### Listed records
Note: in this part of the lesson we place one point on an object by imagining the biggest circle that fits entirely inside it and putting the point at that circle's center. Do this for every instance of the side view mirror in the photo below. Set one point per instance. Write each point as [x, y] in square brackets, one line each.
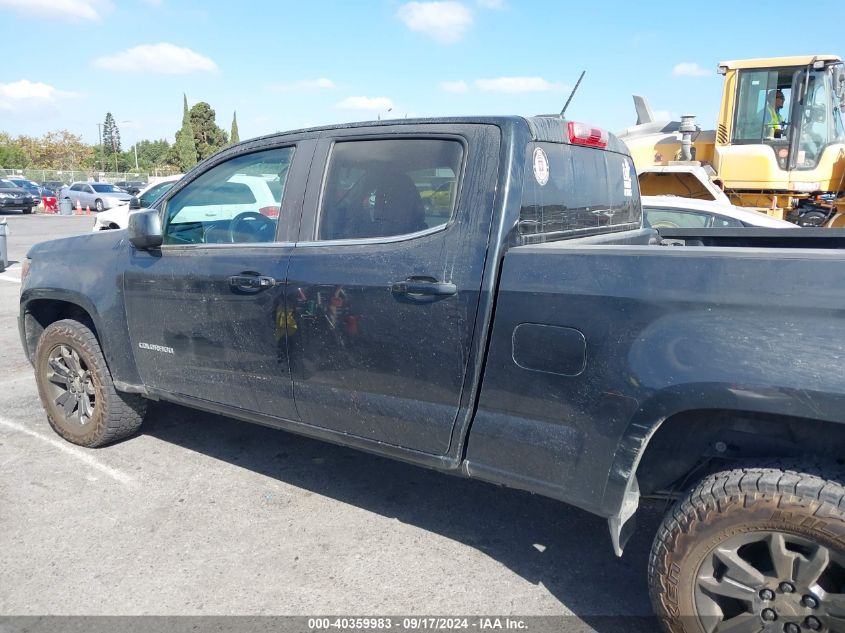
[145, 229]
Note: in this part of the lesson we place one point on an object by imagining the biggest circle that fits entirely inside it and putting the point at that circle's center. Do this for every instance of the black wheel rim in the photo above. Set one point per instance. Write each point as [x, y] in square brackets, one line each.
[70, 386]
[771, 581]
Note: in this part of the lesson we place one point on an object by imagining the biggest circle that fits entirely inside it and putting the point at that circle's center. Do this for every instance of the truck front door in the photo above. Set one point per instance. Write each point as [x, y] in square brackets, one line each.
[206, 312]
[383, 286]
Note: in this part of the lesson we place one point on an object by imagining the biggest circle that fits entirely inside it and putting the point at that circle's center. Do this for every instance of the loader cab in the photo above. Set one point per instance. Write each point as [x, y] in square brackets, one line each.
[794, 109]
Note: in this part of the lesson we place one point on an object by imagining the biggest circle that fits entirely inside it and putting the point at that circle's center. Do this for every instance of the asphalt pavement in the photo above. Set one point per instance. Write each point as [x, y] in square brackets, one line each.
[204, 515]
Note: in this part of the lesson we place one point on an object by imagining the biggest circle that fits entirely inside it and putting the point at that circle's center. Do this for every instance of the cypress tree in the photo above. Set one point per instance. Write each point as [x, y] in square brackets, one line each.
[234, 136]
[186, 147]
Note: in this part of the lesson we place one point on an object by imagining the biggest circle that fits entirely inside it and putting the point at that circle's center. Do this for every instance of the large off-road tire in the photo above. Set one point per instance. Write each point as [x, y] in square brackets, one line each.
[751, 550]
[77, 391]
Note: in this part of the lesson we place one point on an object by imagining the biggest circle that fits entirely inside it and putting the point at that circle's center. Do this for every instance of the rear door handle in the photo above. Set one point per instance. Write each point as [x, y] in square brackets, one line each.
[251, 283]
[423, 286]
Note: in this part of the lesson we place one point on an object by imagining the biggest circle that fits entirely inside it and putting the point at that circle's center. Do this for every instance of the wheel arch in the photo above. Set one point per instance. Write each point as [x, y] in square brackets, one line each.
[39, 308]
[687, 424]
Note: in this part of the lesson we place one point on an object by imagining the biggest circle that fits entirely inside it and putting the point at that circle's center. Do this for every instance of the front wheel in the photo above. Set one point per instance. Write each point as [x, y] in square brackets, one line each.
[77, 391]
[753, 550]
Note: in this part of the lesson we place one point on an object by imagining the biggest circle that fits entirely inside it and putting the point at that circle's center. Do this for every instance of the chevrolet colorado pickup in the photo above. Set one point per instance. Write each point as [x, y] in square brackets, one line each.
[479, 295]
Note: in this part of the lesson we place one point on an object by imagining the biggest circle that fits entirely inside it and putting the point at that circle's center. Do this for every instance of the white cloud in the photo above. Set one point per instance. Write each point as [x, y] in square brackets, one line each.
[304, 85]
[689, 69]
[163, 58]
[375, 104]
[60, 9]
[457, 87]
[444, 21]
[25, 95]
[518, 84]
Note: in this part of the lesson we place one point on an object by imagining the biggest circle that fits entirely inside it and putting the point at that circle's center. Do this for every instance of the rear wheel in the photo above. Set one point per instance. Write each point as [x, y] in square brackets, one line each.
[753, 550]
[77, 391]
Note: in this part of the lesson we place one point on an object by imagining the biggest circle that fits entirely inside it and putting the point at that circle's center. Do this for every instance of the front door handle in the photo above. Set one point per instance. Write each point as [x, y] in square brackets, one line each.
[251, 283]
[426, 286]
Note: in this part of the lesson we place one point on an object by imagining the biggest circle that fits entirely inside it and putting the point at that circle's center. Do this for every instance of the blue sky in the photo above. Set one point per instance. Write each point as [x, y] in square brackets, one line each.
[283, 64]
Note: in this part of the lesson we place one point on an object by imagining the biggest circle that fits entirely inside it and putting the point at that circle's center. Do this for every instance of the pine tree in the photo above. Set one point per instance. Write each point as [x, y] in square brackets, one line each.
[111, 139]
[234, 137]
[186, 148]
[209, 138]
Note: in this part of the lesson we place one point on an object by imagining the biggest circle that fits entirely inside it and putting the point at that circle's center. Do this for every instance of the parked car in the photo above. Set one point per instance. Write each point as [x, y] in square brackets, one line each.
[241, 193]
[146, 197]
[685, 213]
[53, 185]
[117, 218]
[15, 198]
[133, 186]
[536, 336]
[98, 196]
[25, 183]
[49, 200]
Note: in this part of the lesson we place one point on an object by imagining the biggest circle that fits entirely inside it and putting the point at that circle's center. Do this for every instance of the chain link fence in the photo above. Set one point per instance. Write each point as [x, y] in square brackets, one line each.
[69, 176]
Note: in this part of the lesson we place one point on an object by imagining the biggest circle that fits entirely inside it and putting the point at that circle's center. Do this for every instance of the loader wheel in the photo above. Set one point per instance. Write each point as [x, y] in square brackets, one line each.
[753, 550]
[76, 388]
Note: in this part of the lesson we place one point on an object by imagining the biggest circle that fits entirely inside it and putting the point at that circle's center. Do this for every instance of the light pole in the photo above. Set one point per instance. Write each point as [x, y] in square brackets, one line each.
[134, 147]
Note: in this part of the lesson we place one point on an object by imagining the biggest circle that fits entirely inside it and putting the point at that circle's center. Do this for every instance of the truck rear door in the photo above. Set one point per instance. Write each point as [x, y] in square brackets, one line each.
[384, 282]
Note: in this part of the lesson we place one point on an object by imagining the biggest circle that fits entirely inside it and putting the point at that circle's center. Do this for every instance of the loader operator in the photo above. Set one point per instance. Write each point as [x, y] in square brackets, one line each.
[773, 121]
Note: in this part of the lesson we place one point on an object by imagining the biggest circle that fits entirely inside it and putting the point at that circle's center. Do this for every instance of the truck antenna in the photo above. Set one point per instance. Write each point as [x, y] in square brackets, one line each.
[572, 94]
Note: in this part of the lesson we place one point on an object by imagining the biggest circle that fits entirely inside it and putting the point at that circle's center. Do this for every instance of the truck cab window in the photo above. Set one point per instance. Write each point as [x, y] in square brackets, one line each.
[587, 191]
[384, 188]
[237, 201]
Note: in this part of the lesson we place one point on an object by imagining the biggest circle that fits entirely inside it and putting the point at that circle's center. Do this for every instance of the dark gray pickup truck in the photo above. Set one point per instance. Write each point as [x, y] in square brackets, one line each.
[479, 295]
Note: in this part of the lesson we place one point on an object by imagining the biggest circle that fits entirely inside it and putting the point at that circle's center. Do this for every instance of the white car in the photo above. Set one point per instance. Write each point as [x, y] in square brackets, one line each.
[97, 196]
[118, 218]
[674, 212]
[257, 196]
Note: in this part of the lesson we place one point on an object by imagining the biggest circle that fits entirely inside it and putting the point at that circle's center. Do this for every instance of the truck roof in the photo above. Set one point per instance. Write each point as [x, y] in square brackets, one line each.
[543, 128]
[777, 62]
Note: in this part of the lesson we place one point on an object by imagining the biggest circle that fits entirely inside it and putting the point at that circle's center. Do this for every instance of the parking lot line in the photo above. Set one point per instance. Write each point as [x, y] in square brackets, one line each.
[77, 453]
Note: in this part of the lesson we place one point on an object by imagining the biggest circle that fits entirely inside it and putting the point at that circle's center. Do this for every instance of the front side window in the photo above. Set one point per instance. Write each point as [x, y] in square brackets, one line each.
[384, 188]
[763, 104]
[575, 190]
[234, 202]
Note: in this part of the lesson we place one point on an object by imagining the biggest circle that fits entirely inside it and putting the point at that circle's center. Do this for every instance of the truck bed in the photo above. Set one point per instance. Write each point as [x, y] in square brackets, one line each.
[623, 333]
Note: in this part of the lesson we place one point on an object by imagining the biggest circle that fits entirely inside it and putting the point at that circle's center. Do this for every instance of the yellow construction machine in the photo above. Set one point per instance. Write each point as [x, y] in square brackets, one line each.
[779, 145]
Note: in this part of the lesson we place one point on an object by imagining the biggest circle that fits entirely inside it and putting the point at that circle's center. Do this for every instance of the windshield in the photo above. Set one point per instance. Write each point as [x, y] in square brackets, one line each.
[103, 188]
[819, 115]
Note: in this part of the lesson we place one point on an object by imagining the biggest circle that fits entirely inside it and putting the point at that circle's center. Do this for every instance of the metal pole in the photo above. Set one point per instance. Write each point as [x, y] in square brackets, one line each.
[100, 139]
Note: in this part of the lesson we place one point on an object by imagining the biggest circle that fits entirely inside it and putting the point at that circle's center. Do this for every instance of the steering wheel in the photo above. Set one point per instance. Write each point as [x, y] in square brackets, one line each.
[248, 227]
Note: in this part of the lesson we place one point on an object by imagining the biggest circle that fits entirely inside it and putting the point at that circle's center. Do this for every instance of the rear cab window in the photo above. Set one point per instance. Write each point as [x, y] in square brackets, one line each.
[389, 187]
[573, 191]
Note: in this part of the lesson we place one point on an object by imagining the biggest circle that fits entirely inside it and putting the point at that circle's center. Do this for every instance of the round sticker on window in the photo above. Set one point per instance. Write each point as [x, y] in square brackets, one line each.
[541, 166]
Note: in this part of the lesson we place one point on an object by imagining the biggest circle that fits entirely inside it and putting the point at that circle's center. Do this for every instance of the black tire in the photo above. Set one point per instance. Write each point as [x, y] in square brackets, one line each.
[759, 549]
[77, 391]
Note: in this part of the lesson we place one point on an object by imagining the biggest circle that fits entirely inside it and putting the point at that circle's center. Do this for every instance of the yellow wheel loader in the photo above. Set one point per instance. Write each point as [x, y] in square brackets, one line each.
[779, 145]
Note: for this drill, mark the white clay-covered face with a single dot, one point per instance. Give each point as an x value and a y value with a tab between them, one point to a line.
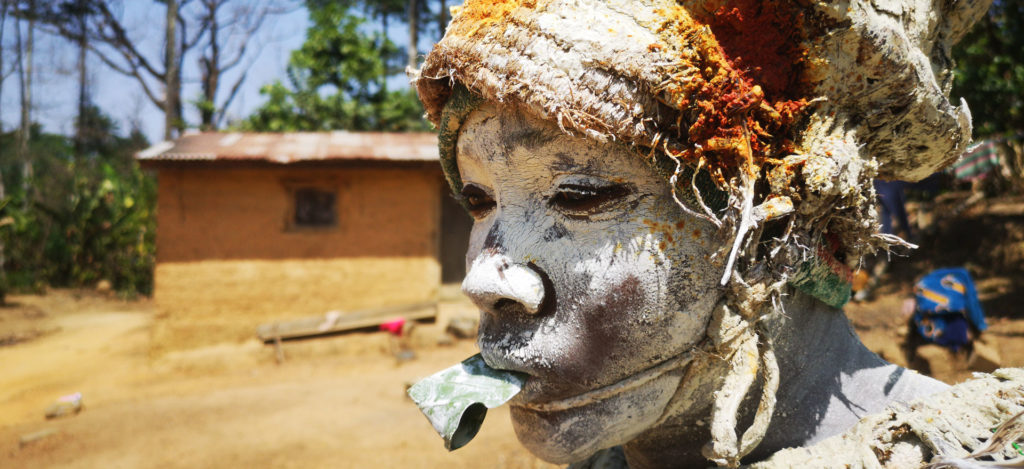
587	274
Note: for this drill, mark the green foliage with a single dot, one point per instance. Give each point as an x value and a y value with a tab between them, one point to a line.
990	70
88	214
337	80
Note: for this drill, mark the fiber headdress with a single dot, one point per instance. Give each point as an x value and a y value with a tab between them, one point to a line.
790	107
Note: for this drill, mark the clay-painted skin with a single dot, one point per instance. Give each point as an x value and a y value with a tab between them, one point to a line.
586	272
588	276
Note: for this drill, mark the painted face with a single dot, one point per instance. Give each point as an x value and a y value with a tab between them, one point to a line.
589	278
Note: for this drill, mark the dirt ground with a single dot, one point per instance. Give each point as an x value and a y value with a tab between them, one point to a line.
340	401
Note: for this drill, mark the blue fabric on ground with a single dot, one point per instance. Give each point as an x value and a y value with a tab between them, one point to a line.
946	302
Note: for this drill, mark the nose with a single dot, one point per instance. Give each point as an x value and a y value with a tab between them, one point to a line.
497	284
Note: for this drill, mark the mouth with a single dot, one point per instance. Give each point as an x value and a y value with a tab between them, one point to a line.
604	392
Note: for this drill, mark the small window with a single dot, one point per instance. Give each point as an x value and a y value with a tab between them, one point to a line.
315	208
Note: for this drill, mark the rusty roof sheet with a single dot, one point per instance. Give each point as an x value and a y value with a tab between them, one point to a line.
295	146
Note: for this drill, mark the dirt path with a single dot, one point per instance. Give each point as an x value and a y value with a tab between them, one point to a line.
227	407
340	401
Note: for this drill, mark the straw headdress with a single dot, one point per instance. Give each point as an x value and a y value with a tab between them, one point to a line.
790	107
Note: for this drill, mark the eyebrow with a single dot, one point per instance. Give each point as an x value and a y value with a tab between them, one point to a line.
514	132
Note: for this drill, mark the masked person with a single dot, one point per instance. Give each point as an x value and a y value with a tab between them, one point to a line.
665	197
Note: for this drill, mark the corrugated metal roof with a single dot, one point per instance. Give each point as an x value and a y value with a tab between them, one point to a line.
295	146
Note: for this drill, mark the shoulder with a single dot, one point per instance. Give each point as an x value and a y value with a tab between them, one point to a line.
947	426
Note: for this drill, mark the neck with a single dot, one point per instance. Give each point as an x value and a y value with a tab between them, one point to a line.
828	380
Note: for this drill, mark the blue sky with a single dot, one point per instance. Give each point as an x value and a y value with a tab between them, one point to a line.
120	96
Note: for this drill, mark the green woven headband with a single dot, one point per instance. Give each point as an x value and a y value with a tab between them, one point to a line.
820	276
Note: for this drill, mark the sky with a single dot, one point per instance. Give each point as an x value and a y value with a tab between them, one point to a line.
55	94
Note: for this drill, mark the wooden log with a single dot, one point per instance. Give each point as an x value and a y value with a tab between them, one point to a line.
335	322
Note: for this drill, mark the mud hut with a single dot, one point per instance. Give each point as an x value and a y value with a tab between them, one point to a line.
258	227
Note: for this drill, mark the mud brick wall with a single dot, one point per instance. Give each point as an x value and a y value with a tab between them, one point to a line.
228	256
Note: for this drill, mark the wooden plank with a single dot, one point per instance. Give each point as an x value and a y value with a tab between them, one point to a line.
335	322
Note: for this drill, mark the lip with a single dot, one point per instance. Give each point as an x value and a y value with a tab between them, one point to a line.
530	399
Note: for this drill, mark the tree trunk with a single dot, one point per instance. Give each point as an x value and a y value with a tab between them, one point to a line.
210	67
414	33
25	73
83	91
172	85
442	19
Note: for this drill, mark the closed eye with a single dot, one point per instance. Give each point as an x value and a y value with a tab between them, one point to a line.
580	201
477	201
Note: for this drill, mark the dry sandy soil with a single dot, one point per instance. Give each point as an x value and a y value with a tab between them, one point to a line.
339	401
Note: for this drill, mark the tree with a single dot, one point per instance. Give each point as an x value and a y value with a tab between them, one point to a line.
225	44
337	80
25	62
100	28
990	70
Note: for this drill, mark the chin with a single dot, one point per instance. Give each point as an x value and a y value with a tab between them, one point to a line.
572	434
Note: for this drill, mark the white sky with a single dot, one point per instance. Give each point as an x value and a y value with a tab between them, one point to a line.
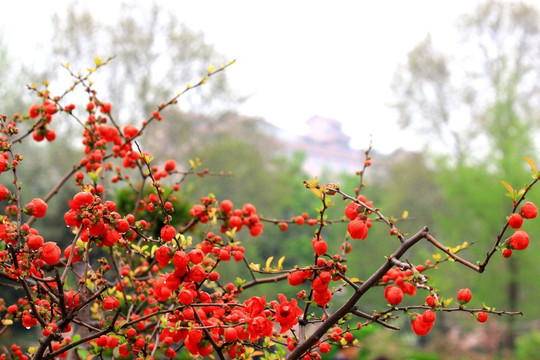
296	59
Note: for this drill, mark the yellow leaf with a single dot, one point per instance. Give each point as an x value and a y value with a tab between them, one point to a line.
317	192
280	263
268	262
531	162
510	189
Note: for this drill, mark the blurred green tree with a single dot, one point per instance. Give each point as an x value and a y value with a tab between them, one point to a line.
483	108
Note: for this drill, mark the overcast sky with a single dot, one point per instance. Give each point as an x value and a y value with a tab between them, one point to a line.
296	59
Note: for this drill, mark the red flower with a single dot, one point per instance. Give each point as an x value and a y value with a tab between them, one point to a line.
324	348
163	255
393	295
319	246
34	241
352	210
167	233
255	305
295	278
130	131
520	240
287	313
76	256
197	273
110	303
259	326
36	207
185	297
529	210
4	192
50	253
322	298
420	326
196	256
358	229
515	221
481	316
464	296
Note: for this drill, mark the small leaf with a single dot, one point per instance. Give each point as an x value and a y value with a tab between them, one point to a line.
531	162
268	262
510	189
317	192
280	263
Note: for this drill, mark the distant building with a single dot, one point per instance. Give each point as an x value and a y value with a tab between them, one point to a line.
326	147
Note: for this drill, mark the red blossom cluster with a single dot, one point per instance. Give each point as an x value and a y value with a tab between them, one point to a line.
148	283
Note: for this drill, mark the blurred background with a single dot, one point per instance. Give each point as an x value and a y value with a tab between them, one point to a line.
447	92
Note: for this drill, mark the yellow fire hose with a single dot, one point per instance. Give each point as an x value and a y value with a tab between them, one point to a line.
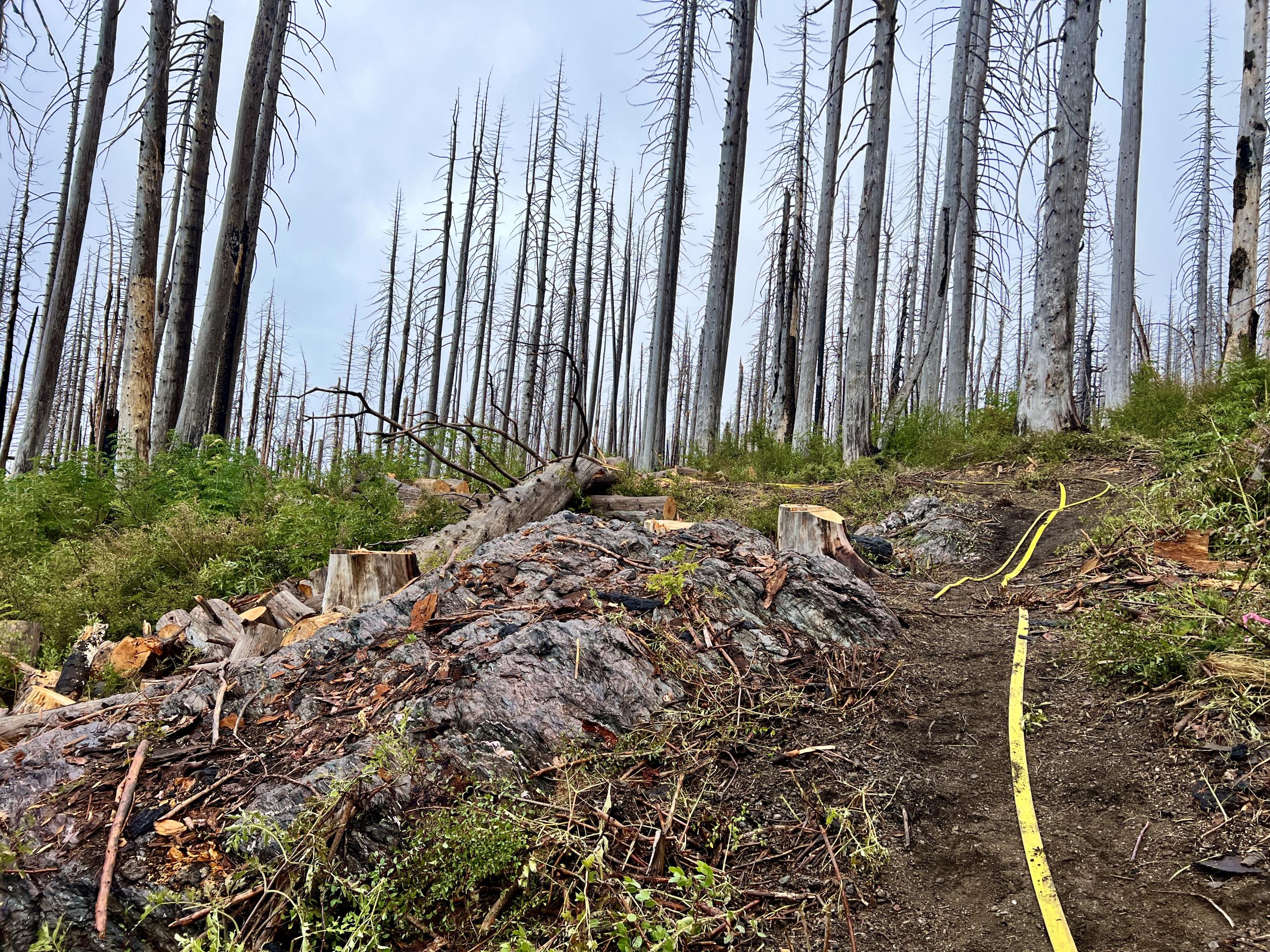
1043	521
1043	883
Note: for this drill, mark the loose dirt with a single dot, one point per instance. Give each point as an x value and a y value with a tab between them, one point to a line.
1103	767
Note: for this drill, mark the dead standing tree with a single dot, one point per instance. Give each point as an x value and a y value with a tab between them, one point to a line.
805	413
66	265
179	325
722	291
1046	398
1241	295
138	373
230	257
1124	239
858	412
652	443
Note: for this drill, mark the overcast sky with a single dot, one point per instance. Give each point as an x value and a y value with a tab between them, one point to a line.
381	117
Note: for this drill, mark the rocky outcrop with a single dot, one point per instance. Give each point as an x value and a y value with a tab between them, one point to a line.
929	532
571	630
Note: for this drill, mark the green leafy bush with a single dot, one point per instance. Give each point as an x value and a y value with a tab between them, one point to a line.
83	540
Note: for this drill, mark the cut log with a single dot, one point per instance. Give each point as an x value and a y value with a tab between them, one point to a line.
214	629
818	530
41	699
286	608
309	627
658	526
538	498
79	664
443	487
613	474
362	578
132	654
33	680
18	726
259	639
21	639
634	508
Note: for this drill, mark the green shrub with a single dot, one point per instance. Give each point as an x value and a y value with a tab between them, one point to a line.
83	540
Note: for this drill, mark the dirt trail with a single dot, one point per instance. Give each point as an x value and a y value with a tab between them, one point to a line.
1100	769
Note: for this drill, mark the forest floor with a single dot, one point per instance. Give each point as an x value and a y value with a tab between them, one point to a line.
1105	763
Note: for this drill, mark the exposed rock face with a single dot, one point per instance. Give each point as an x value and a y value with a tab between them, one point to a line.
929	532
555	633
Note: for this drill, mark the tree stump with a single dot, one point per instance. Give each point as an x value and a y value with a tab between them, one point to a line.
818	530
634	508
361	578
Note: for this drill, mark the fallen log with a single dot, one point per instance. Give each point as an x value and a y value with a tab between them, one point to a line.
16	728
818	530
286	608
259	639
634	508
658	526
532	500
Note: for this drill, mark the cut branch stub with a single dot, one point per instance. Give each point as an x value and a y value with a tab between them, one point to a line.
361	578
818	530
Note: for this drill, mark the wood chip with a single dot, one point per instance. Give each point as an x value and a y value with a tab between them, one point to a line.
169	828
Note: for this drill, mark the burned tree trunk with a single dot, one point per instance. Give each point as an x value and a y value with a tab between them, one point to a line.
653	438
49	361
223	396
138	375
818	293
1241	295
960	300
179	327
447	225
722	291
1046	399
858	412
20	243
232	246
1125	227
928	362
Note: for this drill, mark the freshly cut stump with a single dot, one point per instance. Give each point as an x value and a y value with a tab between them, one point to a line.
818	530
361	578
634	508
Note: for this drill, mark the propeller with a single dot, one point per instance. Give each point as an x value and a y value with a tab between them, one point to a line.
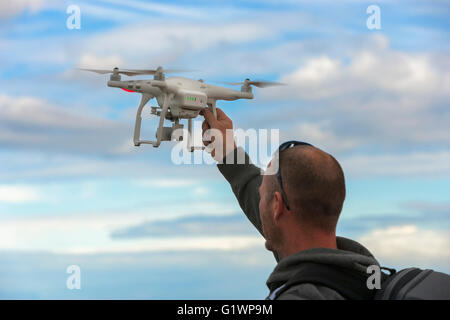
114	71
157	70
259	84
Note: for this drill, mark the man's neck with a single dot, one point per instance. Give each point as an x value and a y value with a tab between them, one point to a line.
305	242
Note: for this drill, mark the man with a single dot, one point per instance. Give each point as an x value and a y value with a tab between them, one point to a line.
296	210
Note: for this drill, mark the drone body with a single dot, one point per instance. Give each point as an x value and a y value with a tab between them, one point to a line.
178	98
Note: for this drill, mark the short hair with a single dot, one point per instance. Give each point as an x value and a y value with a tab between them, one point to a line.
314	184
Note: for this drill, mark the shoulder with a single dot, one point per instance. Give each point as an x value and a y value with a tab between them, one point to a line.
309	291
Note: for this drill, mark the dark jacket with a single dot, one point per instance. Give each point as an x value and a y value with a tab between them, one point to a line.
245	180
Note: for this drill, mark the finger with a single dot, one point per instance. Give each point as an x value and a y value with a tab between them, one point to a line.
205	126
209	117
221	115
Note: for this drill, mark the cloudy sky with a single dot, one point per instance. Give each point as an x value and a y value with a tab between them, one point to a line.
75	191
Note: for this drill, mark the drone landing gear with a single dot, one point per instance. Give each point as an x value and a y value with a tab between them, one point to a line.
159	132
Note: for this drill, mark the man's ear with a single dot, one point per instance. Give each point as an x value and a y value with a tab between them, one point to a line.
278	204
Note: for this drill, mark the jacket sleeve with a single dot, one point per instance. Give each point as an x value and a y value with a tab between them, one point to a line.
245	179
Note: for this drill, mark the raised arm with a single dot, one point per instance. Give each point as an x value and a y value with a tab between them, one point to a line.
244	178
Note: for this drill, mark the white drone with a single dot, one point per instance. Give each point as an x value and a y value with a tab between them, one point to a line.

### Required work
Include both ends. Return the line holding "Note: for this drill, mark the dark" and all lines after it in the records above, exactly as written.

### Response below
Note: for this drill, mark the dark jacket with a single dot, one point per instance. Give each point as an x value and a y value with a tab between them, one point to a line.
245	180
Note: for this drill, mark the finger with a single dot, one point per instance. Give each point as an x value and a y value with a tab between them, one point to a line.
205	126
209	117
221	115
Note: for this drill, mark the cloudy sky with a single dot, one point per instance. Give each point as an x value and a y value with a tab between them, one point to a line.
75	191
Note: for this drill, mark the drone landing gear with a single dot, one point per instance. Give each point as an x value and a y value with a tab between them, one point to a line.
159	132
Note: for this drill, mark the man's ear with a single dot, one point per instance. Give each point as an x value and a y value with a tab between them, one point to a line.
278	204
Note: for this drill, mark the jacket sleeve with a single dot, one point per instance. Give each point as an x value and a y value with a tab between them, one point to a line.
245	179
Note: for this drill, mark the raised arm with a single dot, one point per instance. Give each point as an x value and a y value with a tab between them, one point to a line.
244	178
Note: for this drill, mark the white drone with a single dot, one point per instance. Give each point as an x value and a y value with a tab between them, one point to a line.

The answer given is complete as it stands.